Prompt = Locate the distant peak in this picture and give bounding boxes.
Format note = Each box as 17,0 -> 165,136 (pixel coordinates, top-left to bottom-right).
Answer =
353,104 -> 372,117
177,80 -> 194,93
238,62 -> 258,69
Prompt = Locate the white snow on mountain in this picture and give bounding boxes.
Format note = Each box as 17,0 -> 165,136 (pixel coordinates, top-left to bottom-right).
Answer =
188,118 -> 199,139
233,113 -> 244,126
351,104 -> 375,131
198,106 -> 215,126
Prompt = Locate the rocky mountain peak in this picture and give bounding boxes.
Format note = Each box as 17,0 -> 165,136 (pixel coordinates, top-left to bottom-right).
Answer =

****************

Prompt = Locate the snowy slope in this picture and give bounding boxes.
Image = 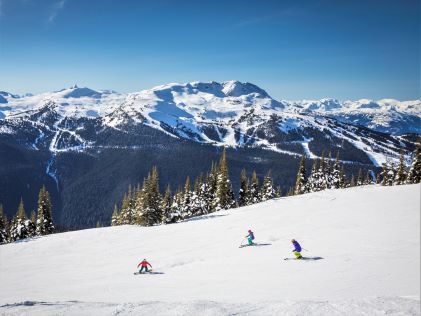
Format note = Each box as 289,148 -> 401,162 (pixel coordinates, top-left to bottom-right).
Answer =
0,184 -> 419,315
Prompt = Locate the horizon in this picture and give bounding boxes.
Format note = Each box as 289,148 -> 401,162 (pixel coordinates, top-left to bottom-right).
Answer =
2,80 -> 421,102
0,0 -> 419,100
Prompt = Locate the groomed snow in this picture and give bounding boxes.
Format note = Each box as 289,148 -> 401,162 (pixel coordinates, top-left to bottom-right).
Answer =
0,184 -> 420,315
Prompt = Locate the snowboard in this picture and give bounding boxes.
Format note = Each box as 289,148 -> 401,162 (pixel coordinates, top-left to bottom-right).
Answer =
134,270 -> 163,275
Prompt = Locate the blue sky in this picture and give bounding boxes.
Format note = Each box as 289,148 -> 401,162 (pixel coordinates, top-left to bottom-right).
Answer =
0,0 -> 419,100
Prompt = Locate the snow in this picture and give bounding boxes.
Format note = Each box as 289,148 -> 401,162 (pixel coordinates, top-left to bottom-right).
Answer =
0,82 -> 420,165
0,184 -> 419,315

****************

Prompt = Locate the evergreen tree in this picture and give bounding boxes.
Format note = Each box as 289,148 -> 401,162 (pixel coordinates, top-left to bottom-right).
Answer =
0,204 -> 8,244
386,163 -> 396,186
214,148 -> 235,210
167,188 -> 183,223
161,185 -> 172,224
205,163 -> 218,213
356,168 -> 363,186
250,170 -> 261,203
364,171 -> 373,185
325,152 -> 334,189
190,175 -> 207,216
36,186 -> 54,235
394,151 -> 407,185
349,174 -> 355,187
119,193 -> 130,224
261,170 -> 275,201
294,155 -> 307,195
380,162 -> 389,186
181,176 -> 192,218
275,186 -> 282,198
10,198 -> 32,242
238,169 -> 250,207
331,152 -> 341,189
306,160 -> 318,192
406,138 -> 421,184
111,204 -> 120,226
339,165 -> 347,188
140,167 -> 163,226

****************

=== What this task involves ===
In the material above, each line with the word "peak" should be copied.

=== Answer to this task ===
Prompt = Locate the distant peak in this picture and give bounding boxes.
Prompt = Locate the rocky mountain peak in this picture and give bounding boxes.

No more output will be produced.